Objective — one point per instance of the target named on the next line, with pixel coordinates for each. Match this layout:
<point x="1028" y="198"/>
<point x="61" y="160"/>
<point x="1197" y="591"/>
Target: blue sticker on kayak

What you are asked to do »
Copy every record exactly, with nothing added or dropped.

Answer below »
Objective — one point per instance of the target named on the next line, with pixel coordinates for each. Match this layout:
<point x="1028" y="198"/>
<point x="61" y="160"/>
<point x="1197" y="591"/>
Target: blue sticker on kayak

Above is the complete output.